Document excerpt:
A breakdown of the races most worth watching.
October 20, 2020
Where the Fight for the Senate Stands Today
(GettyImages)

In two weeks, voters in a relative handful of states will determine which party controls the United States Senate.

The basic math is easy to do. Counting the two independents who caucus with them, Democrats hold 47 seats. A net gain of three would mean a 50-50 tie which, should Joe Biden win the presidency, would be broken by Vice President Kamala Harris. Should Biden lose, Democrats would require a net gain of four.

To assess where control of the Senate is headed, let’s look at the twelve seats that are truly in play, examining the variables peculiar to each. The hardest part is predicting the most probable paths to victory. Nonetheless, I’ll give it a shot.

The Foregone Flippers (Alabama, Arizona, and Colorado)

By the near-unanimous consensus of political observers, these three seats are changing hands.

The most doomed, it seems, is the gallant Democratic Senator Doug Jones. Granted that his opponent, Tommy Tuberville, is ignorant of public policy and encumbered by some financial misadventures. But Tommy is not only a conservative Republican and Trump acolyte in a state where that works, he’s also a former college football coach with an 85-40 record at Auburn—which, in Alabama, is tantamount to being George Patton reincarnated.

Arizona’s Republican Senator Martha McSally is an actual military figure of some note, a pioneering former Air Force pilot. But her opponent, Mark Kelly, is—for God’s sake—a retired astronaut. He’s also the husband of Gabrielle Giffords, and smartly positioned as a moderate.

McSally suffers not only by comparison to John McCain, the political maverick and military hero she was appointed to replace, but also from her perceived fealty to Donald Trump, the blustery draft dodger who disparaged McCain’s heroism. Polls consistently show her too far behind to catch up.

Senator Cory Gardner, Republican of Colorado, is a genuinely talented politician in a state that is turning from purple to blue. But his opponent, John Hickenlooper, is a moderate and popular former governor.

Polls show that, if anything, Gardner is in worse shape than McSally, and as in her case, it seems that his close association with Trump—who is lagging Joe Biden by more than a dozen points in the state—is the cause. “He’s been with Donald Trump 100 percent of the time,” Hickenlooper said of Gardner in their first debate. That renders Gardner 98 percent dead.

Bottom line: a net gain of one seat for the Democrats.

The Overhyped Four (Georgia’s two races, Texas, and Michigan)

Due to the resignation of an incumbent Republican, the GOP is defending two seats in Georgia.

The pedestrian one-term senator David Perdue has little appeal beyond his base. Most recently, he distinguished himself by pretending that he could not pronounce the name “Kamala,” although Harris has been his senatorial colleague for four years. While this kind of thing appeals to the troglodytes Perdue needs to turn out, it underscores his personal squalor.

Exercise aim:
Decide whether each statement below agrees with the Senate race overview. Answer yes or no for each, quoting the words from the overview that decide it.
1. Counting independents, Democrats hold 47 Senate seats.
2. Tommy Tuberville had a losing record as a college football coach at Auburn.
3. Mark Kelly is described as a former Air Force pilot.

Input data:
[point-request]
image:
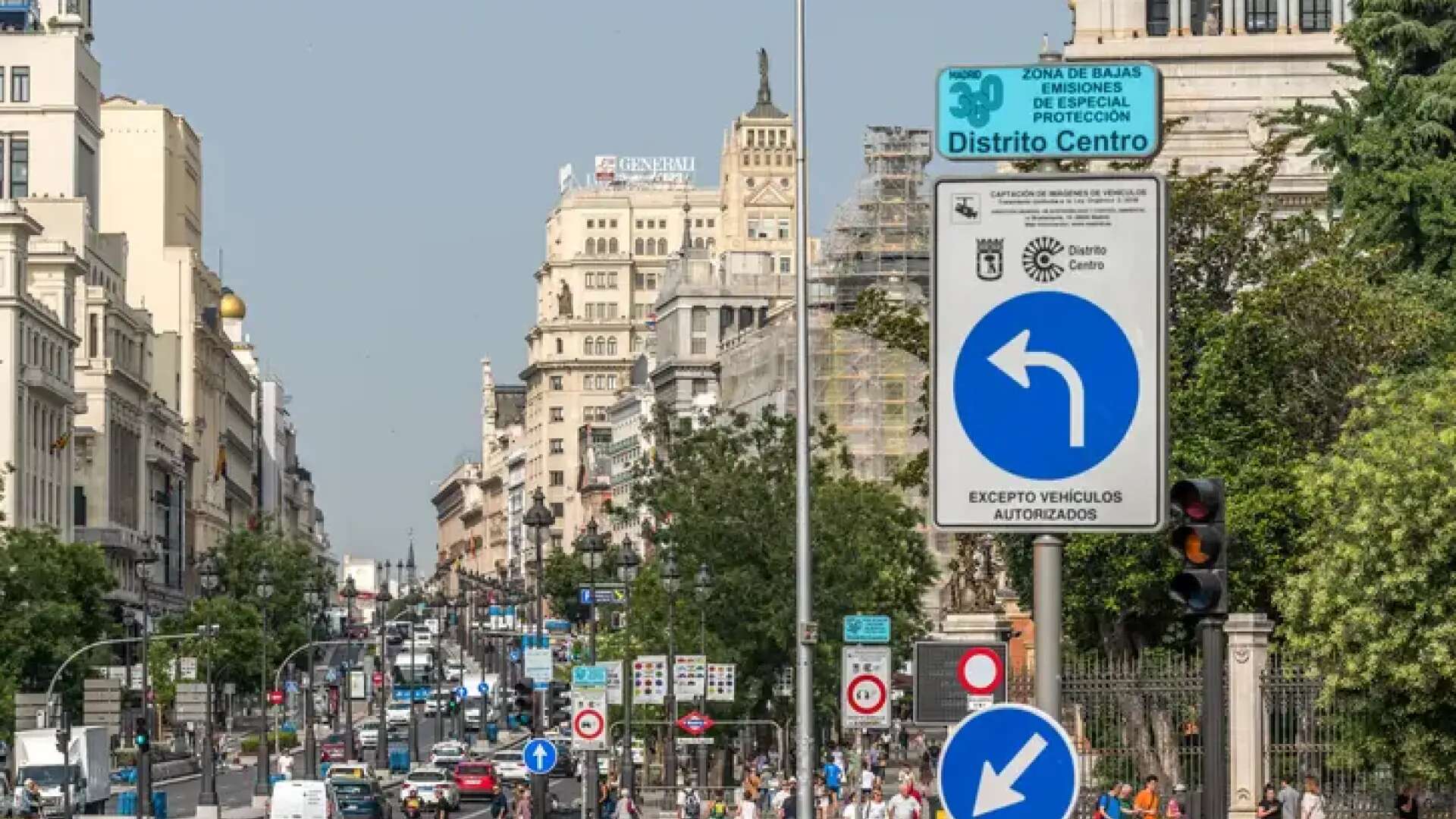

Answer to this exercise:
1. Yes: "Counting the two independents who caucus with them, Democrats hold 47 seats."
2. No: "a former college football coach with an 85-40 record at Auburn"
3. No: "her opponent, Mark Kelly, is—for God’s sake—a retired astronaut"